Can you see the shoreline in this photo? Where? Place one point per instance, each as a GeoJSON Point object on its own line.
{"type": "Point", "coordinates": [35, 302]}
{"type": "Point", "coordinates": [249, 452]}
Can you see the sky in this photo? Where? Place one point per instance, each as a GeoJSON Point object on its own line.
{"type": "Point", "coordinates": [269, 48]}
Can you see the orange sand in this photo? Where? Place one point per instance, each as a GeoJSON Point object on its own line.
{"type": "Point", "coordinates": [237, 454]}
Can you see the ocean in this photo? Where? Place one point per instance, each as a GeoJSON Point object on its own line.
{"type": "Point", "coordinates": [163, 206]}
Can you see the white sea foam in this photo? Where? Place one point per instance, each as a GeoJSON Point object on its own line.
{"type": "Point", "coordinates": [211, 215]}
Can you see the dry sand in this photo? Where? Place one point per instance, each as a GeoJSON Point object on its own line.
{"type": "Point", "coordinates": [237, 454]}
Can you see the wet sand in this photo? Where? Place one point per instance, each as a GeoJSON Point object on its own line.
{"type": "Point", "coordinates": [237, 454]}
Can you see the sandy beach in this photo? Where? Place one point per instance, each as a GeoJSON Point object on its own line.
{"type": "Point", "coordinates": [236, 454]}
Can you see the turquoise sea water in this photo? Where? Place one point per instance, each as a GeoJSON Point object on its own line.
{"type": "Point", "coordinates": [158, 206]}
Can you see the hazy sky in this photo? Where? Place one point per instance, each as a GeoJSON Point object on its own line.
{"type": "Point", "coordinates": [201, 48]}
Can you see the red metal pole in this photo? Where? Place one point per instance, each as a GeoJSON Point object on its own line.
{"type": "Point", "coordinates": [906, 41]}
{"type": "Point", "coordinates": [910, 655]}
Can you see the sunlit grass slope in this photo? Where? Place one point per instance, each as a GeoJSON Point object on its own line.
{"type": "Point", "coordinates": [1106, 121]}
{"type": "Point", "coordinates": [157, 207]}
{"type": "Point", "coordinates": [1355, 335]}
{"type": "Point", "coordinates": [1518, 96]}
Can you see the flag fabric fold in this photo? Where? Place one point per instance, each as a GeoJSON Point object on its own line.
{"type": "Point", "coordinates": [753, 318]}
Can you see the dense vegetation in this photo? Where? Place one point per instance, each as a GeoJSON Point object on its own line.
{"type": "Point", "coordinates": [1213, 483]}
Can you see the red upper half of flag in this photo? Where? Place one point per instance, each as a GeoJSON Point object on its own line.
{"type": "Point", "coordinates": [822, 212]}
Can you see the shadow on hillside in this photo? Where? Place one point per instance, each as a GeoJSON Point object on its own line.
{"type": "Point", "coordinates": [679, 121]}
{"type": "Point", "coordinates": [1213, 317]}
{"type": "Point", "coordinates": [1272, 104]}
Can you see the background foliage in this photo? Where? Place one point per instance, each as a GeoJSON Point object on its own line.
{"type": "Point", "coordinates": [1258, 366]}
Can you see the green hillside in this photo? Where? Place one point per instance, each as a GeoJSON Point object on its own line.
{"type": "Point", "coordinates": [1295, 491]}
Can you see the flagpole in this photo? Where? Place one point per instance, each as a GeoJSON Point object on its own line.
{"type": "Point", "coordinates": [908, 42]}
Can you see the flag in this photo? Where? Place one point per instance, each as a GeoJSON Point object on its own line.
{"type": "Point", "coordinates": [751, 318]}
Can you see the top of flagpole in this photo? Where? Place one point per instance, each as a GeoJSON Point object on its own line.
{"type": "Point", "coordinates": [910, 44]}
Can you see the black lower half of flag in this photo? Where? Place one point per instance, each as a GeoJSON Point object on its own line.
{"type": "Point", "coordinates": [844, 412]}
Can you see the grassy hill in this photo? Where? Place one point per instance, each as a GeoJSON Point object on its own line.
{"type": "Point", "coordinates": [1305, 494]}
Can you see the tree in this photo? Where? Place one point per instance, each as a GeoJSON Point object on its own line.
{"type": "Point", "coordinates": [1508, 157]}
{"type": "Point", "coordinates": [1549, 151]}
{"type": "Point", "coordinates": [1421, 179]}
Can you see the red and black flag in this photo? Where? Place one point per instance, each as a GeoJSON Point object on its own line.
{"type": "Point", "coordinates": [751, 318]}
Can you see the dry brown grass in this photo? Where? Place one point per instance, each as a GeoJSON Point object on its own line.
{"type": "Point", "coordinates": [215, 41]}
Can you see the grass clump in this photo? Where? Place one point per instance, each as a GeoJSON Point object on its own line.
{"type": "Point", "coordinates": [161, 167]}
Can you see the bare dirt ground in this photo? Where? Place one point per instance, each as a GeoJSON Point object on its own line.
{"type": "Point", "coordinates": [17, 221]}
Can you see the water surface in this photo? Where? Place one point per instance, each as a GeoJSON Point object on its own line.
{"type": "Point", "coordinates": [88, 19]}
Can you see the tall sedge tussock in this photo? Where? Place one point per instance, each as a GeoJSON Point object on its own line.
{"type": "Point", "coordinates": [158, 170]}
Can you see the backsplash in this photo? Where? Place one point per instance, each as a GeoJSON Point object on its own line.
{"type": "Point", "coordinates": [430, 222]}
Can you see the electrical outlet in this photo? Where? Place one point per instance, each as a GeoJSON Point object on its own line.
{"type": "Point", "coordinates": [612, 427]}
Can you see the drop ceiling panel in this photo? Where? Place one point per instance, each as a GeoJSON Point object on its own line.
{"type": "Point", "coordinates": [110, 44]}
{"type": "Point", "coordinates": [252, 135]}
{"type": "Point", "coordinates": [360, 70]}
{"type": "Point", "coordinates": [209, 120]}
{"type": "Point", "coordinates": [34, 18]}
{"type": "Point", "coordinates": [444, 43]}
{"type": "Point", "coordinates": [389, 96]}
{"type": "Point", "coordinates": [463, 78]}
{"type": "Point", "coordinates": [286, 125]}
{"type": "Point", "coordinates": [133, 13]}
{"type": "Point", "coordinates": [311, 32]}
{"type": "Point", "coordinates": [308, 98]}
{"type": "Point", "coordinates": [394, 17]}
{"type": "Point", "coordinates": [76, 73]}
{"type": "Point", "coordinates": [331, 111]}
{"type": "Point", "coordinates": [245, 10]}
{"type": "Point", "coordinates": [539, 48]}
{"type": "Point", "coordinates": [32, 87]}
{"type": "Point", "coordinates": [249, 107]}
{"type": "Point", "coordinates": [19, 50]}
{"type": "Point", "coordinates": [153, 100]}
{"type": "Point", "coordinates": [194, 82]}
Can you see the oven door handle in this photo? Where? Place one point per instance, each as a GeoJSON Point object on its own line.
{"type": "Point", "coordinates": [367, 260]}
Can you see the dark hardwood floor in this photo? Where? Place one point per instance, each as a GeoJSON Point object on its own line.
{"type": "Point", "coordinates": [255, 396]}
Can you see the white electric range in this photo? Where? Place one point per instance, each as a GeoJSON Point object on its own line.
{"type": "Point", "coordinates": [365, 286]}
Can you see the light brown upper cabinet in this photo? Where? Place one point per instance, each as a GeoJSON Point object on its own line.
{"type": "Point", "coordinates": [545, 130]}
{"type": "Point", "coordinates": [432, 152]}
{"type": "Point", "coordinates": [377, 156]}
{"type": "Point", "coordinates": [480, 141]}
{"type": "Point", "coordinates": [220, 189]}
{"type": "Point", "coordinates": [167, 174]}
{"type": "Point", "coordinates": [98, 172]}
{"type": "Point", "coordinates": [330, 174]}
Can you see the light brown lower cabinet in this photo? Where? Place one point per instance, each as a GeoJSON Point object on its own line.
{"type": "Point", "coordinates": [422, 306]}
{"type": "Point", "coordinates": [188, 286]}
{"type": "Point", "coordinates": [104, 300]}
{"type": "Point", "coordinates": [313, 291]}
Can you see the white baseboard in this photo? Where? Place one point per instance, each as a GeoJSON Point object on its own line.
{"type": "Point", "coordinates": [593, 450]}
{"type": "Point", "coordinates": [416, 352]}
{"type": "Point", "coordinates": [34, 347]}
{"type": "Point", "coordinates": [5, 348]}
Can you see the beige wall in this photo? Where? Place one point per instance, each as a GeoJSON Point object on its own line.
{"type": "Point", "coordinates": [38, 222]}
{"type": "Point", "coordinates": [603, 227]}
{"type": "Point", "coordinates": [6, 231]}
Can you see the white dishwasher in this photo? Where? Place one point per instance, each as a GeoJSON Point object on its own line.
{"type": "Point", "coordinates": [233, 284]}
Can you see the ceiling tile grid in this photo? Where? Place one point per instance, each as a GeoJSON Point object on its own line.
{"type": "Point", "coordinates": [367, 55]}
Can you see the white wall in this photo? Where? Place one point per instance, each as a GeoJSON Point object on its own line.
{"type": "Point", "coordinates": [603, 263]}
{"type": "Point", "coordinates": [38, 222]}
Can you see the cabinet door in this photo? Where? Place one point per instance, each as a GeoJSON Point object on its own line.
══════
Repeat word for word the lines running from the line containing "Can you see the beige" to the end of the entries above, inclusive.

• **Full answer**:
Can you see the beige wall in this photo? Where? Place one point per instance, each as a GeoJSON Point object on its own line.
{"type": "Point", "coordinates": [38, 222]}
{"type": "Point", "coordinates": [603, 227]}
{"type": "Point", "coordinates": [6, 231]}
Can you see the white dishwasher in this photo? Where? Place one point per instance, each as a GeoJSON Point object on its own line.
{"type": "Point", "coordinates": [233, 284]}
Can you see the ceiling tile grid in this photo? Where? Place one point per instance, each as a GeoJSON Point object on its own line.
{"type": "Point", "coordinates": [367, 55]}
Can you see the white wall in this photo? Where? Place one point per instance, each as a GeoJSON Point object on its own line.
{"type": "Point", "coordinates": [603, 263]}
{"type": "Point", "coordinates": [38, 222]}
Can you see the cabinet door in this photo? Where? Place one point per instance, each as a GeoJSON Point object on its own line.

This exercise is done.